* **Source information**
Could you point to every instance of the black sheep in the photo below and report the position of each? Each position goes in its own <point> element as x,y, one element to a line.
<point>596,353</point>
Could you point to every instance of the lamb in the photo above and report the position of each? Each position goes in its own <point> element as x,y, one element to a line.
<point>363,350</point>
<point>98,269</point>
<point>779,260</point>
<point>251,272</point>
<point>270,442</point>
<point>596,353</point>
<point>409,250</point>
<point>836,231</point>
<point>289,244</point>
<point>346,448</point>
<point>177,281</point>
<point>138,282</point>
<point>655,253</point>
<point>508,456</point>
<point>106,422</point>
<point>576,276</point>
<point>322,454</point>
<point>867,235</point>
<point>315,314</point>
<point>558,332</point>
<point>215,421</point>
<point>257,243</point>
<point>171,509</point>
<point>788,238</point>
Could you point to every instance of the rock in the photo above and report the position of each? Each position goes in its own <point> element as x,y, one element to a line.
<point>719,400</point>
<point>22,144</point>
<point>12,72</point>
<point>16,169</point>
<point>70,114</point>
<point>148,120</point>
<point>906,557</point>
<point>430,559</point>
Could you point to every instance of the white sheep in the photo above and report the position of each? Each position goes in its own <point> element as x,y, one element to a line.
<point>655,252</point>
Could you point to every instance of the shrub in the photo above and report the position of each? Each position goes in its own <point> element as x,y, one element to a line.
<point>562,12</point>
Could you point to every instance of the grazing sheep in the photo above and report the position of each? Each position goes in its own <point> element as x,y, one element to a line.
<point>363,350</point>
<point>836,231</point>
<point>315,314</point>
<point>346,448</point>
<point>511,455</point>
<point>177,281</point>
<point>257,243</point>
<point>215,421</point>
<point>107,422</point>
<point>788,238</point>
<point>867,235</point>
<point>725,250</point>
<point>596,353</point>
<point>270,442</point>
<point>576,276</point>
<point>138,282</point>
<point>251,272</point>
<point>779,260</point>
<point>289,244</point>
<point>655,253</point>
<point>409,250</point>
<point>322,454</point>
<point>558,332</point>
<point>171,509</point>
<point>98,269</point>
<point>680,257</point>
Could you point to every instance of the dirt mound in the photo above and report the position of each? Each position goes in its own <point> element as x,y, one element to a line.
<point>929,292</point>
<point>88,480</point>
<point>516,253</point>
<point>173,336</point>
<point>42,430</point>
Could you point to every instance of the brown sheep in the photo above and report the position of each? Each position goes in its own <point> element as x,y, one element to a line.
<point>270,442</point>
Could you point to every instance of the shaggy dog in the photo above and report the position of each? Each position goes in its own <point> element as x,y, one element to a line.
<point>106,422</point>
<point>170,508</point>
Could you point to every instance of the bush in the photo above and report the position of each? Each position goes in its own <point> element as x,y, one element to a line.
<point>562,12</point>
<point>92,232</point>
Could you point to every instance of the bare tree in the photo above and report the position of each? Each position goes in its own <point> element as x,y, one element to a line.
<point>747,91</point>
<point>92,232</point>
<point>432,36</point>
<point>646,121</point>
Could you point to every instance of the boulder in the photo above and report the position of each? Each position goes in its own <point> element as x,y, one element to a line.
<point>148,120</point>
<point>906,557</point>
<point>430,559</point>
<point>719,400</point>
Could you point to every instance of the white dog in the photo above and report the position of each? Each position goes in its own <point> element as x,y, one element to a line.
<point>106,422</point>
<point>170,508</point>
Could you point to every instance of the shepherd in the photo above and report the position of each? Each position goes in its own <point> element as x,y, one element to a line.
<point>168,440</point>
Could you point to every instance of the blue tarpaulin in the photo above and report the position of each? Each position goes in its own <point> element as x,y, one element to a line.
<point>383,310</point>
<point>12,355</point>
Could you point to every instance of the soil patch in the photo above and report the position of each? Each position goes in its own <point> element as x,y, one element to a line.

* **Aim of the exercise**
Extract the complete listing verbatim.

* **Response box**
Could you point to every instance of the black sheep in the photo below and report the position of each? Each position goes in its own <point> element as x,y, one element to a line.
<point>596,353</point>
Could you point to every instance of the lamb in the photo above and report the position of each? Each position goes in its own <point> element as x,y, one element to a line.
<point>363,350</point>
<point>98,269</point>
<point>779,260</point>
<point>251,272</point>
<point>270,442</point>
<point>596,353</point>
<point>409,250</point>
<point>836,231</point>
<point>289,244</point>
<point>346,448</point>
<point>177,281</point>
<point>138,282</point>
<point>655,253</point>
<point>508,456</point>
<point>106,422</point>
<point>576,276</point>
<point>322,454</point>
<point>867,235</point>
<point>315,314</point>
<point>558,332</point>
<point>215,421</point>
<point>257,243</point>
<point>171,509</point>
<point>788,238</point>
Could you point to every instance of the rock in the photo above and report the position of each? Each position goes in its own <point> element as x,y, one element to a line.
<point>719,400</point>
<point>22,144</point>
<point>12,72</point>
<point>16,169</point>
<point>70,114</point>
<point>148,120</point>
<point>906,557</point>
<point>430,559</point>
Could you point to every instance of the white sheep in the photo above and report the position of each? Each position goes in its own <point> element as x,y, one element to a line.
<point>655,252</point>
Could you point to every instance of the shrub in the photo above and report the position of each? Each position goes in its own <point> element as x,y, one element to a line.
<point>562,12</point>
Could you point to every instance of the grazing sheep in the photo above and report the position of each? Each position goes in its own <point> element as x,y, one element to a line.
<point>363,350</point>
<point>836,231</point>
<point>315,314</point>
<point>346,448</point>
<point>511,455</point>
<point>177,281</point>
<point>257,243</point>
<point>215,421</point>
<point>107,422</point>
<point>788,238</point>
<point>867,235</point>
<point>725,250</point>
<point>596,353</point>
<point>270,442</point>
<point>576,276</point>
<point>138,282</point>
<point>251,272</point>
<point>779,260</point>
<point>289,244</point>
<point>655,253</point>
<point>409,250</point>
<point>322,454</point>
<point>558,332</point>
<point>171,509</point>
<point>98,269</point>
<point>680,257</point>
Could you point to every instance of the dirt mound in the photo above and report the position of each? Each position goes in its own <point> element as x,y, one element to a line.
<point>929,292</point>
<point>88,480</point>
<point>516,253</point>
<point>173,336</point>
<point>42,430</point>
Could you point to every instance of the brown sheep in the photo above and report the position of each? Each position goes in its own <point> element as x,y, one element to a line.
<point>270,442</point>
Could you point to every instance of the shaggy dog in the photo above and report the position of each? Each position goes in its own <point> element as x,y, one element to a line.
<point>106,422</point>
<point>170,508</point>
Could you point to every instance of the bush in the photo above and report the position of each? Each position goes in its own <point> element as x,y, one element to a line.
<point>562,12</point>
<point>92,232</point>
Could you point to every instance of the bare tree in the photo above and report the position of each? Each position goes in its own <point> element as x,y, one element to a line.
<point>747,91</point>
<point>92,232</point>
<point>432,36</point>
<point>646,121</point>
Could you point to every instance of the boulder in the photo above and report the position of each? Each position goes in its own <point> element as x,y, one element to a line.
<point>148,120</point>
<point>906,557</point>
<point>430,559</point>
<point>719,400</point>
Could you point to every instance of the white dog in the photo above and report the position of each? Each position goes in its own <point> element as x,y, one element to a line.
<point>106,422</point>
<point>170,508</point>
Could you point to every instance of the shepherd in the photo above and report the position of each? Each position goes in its own <point> element as x,y, one element to a line.
<point>168,440</point>
Could you point to every instance of the blue tarpaulin in the photo above and report the position of each? Each position goes in its own <point> element as x,y, one element to a line.
<point>383,310</point>
<point>12,355</point>
Could you point to every instance of the soil patch in the photo above and report the position of each? Each position goes in its own <point> element as x,y, one element to a line.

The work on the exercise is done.